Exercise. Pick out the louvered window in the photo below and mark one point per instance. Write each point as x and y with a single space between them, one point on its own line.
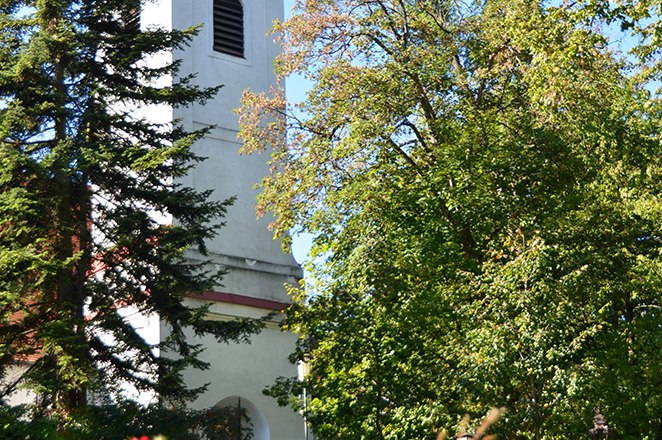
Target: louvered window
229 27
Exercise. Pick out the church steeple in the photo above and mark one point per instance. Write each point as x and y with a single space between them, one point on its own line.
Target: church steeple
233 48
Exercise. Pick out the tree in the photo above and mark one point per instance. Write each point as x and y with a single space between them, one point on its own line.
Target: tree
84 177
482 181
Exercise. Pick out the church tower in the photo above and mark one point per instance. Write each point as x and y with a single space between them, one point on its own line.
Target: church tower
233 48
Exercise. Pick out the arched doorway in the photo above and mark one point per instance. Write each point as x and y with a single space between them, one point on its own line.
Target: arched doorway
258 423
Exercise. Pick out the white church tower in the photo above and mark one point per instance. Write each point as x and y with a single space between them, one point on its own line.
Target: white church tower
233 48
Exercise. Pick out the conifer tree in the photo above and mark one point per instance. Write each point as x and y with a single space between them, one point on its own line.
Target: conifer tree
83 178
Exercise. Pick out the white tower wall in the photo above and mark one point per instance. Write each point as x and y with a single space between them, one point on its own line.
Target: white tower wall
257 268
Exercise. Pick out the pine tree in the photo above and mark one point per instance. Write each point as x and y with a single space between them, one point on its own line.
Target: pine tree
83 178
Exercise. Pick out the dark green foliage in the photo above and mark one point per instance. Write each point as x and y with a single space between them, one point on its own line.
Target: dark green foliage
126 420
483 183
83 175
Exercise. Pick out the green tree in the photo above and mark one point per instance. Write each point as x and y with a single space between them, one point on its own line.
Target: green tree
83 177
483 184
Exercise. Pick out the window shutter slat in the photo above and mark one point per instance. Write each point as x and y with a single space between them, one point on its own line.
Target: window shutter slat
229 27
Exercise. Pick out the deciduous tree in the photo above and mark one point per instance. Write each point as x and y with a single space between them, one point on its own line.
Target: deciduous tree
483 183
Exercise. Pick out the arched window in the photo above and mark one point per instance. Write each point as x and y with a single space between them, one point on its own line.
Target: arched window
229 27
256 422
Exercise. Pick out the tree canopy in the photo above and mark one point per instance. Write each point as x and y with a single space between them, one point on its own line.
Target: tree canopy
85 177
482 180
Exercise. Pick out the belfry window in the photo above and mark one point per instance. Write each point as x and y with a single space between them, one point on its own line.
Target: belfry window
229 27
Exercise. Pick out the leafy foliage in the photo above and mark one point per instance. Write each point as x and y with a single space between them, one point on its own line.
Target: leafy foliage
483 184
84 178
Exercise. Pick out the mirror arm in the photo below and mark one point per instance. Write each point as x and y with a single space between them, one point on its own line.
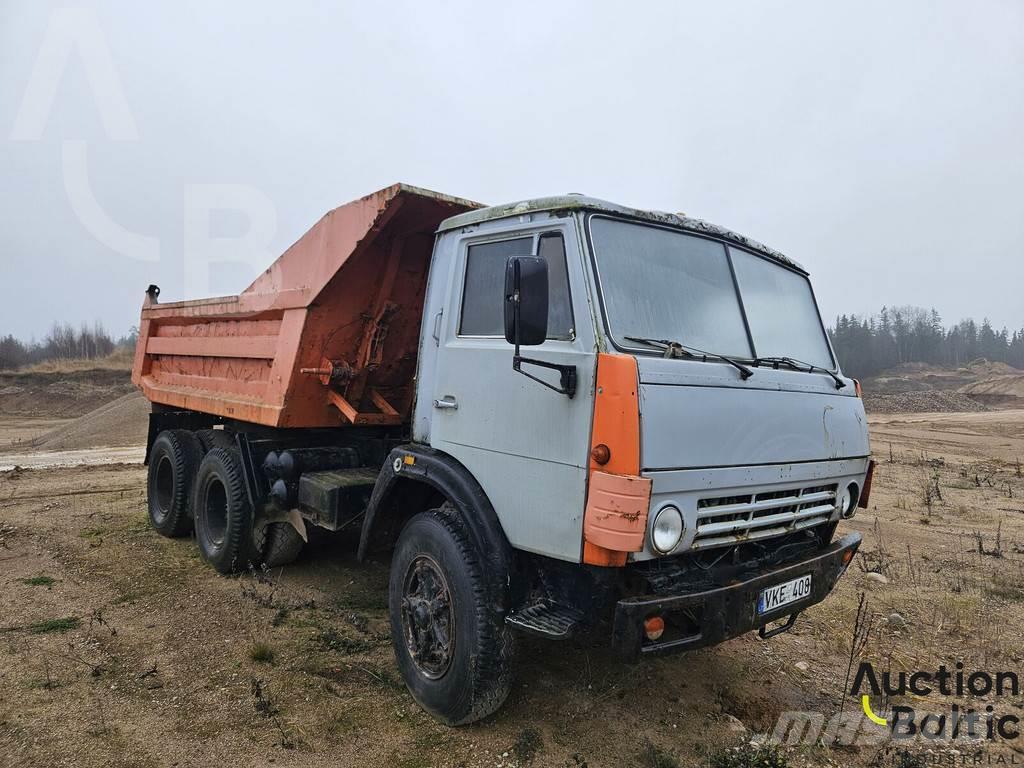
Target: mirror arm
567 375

◇ ◇ ◇ ◇

#### TASK STATEMENT:
Copy out the records word for word, from the line with "Exercise. Pick out the window" through the end of the records. Leave the pictures out.

#### FINAL RESULT:
Exercise. Pick out the window shutter slat in the photo above and mark one point per instance. Write each point as x and y with a single space between them, one point on its own line.
Target: window shutter slat
229 27
Exercise. Pick out the deciduous tree in the photo above and mark one point per instance. Write each point as x and y with a single space between them, one point on its own line.
Target: deciduous tree
483 183
Exercise. Pick out the arched window in the photo above and mark one point per instance. Write each point as x and y with a single space between them, one point on its own line.
Target: arched window
229 27
256 422
Exercise. Pick out the tree canopy in the photo above and mark one point per instance. Write each point as x and y with a single space between them, one point on its own line.
Target: tree canopy
85 177
482 180
Exercise. Pick out the belfry window in the photo above and mark one point per instance. Write each point as x and y with a single space between them, one point on its own line.
Target: belfry window
229 27
Exercise. Pick out the leafy foliage in the photo above and mark one point per instance. Write each point as x and y with a single space between them, one point on its own line.
Target: leafy foliage
483 184
84 178
Exercise. Pick out the mirror arm in the photo below and mark one point per instance. Write each point as x and y with a single space between them, one point on its own line.
Target: mirror arm
567 375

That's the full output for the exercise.